▶ [What the exercise asks]: Each line of the data that mentions the string "instance" needs to be identified and copied.

(Stored data entries)
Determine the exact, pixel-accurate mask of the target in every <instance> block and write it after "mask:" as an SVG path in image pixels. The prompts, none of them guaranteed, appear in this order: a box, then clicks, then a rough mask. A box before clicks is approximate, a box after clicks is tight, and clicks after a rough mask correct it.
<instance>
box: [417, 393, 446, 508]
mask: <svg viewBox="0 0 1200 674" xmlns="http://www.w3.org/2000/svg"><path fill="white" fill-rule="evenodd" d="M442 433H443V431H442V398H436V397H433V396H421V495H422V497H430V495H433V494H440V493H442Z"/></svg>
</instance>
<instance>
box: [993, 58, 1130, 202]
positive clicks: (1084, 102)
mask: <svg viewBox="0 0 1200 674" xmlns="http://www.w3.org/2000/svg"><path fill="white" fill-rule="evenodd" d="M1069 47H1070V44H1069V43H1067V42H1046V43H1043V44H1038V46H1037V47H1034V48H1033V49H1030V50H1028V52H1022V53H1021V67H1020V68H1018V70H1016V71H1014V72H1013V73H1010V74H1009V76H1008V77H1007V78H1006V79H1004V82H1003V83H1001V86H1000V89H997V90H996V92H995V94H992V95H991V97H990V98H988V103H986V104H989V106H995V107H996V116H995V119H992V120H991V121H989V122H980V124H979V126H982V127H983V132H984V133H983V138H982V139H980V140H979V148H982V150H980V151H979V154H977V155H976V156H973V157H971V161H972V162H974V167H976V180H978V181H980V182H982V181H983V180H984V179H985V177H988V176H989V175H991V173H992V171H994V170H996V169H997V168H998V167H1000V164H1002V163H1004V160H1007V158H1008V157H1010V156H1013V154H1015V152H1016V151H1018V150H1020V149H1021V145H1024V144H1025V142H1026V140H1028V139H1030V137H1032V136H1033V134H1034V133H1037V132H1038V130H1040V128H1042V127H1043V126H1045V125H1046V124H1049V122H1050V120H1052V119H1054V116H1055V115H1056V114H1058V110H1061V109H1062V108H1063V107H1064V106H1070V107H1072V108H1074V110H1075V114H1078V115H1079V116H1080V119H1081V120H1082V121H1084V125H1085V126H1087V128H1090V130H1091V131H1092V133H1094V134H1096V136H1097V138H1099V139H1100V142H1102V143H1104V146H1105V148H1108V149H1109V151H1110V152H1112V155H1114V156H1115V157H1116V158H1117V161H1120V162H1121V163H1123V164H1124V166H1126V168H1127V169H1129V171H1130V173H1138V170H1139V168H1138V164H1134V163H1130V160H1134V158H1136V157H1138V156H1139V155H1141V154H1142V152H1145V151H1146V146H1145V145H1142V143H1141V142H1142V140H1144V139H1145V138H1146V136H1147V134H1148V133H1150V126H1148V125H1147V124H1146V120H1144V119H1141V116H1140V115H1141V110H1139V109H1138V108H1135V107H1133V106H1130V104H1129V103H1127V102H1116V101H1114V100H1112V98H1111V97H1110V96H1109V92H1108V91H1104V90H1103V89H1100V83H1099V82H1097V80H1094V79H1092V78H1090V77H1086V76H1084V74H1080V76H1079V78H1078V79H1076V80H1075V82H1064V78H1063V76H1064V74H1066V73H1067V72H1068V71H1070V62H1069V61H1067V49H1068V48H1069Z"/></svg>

▶ [Expected answer]:
Determine the exact, pixel-accurate mask of the target in every <instance> block and write it after "mask:" as an SVG path in image pixels. The prompts, none of them guaranteed, appear in this order: a box, then clicks, then a rough mask. A box before clicks is approximate, a box after clicks is tight, and clicks after a rough mask correct it.
<instance>
</instance>
<instance>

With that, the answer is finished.